*Source excerpt*.
# Build #3



## CarolinaNemo (Dec 11, 2008)

This is my latest build I finished up a few weeks ago for a friend. It has Batson products from top to bottom, except for the hypalon foregrip. Batson 60-100 blank, STLG turbo guides, Alps Centra Lock 26 seat, 10" slick butt, and Alps gimbal. The rod is for a 12/0 Senator, so I tried to choose colors with that in mind. I wasn't satisfied with the options available for a tuna block, mainly due to the small diameter of the blocks vs the larger diameter of the seat and grip. I decided to do a short section of cord wrap (tarred nylon seine twine) in front of the seat. It looks pretty neat, and should work well. I really enjoyed playing around with the wraps on this one, and feel I finally got the hang of clean start and stops on the inlays. Overall very happy with the build, and had a lot of fun with it. Pics didn't turn out the greatest, but here they are.



























































































Here's a pic the owner took with the reel attached:


----------



## jlentz (Sep 11, 2005)

Looks great. I like the swirl of dragon scale. The dragon scale looks looks awesome, nice even spacing.

John


----------



## Hudak (Sep 10, 2007)

That really looks nice. Very clean, nice color choices. Looks very classy. I like that a lot.


----------



## sunburntspike (Oct 4, 2010)

i'm with john,i really like the barber pole swirl on top of the dragon scales,everything looks great.


----------



## tjbjornsen (Oct 31, 2009)

Wow!
That is something to be proud of!


----------



## fishnuttz (Jun 27, 2008)

Very nice.


----------



## RuddeDogg (Mar 20, 2004)

Sweet!!!!


----------



## Rockfish1 (Apr 8, 2005)

nice lookin work... had that been done in gold my 80tw would look good sittin on top of it...


----------

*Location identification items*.
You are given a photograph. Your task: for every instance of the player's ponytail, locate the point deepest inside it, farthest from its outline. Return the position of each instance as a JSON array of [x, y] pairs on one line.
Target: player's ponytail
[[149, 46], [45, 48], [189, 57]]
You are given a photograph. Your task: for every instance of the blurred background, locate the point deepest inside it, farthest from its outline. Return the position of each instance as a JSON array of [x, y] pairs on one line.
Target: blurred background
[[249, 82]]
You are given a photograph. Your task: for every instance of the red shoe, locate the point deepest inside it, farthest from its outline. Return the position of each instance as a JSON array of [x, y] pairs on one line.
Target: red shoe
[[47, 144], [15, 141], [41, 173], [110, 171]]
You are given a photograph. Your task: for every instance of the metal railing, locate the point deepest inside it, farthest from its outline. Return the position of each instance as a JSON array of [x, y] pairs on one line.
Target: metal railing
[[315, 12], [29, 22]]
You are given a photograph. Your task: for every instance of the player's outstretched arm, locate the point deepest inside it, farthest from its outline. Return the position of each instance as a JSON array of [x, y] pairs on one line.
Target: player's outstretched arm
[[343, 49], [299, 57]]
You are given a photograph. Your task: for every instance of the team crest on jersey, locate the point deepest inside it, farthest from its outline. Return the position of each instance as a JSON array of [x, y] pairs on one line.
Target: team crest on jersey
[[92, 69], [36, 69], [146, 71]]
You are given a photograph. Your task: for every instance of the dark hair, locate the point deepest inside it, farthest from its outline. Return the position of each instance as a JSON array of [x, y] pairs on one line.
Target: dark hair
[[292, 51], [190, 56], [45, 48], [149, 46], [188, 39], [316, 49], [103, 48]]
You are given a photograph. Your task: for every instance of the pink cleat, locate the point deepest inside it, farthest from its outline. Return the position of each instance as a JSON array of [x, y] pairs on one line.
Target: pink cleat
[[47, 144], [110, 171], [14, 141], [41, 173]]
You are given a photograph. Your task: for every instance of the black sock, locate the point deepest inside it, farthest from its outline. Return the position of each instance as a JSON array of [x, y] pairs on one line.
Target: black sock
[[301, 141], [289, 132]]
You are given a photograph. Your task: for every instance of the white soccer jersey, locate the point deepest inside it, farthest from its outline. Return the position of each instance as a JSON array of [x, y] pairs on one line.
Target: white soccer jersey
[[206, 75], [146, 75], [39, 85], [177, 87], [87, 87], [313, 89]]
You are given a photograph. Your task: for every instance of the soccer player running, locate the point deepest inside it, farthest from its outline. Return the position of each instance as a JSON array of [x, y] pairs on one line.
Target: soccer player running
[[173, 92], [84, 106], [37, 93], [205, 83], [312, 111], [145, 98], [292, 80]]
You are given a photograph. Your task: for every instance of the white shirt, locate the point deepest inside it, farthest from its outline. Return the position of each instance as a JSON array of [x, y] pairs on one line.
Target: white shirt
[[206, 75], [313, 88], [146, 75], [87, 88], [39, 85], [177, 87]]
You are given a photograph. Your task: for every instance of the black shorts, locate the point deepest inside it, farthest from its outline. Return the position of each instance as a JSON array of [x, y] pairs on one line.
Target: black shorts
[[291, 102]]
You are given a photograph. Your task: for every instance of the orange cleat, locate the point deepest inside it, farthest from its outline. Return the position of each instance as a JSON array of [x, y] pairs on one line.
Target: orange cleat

*Requests*.
**1)** Answer these questions using the rod-build thread:
(a) Which reel is the rod intended for?
(b) What material was used for the cord wrap in front of the seat?
(c) In which color does Rockfish1 say the work would have suited his reel?
**2)** From the rod-build thread, list every component named in the sentence that begins "Batson 60-100 blank".
**3)** Decide whether each statement agrees with the rod-build thread. Answer yes or no, and quote the words that settle it.
(a) The foregrip is a Batson product.
(b) The rod was built for a friend.
(c) The builder used a tuna block in front of the seat.

*Solutions for each task*.
**1)**
(a) A 12/0 Senator.
(b) Tarred nylon seine twine.
(c) Gold.

**2)**
- Batson 60-100 blank
- STLG turbo guides
- Alps Centra Lock 26 seat
- 10" slick butt
- Alps gimbal

**3)**
(a) No: "It has Batson products from top to bottom, except for the hypalon foregrip."
(b) Yes: "This is my latest build I finished up a few weeks ago for a friend."
(c) No: "I decided to do a short section of cord wrap (tarred nylon seine twine) in front of the seat."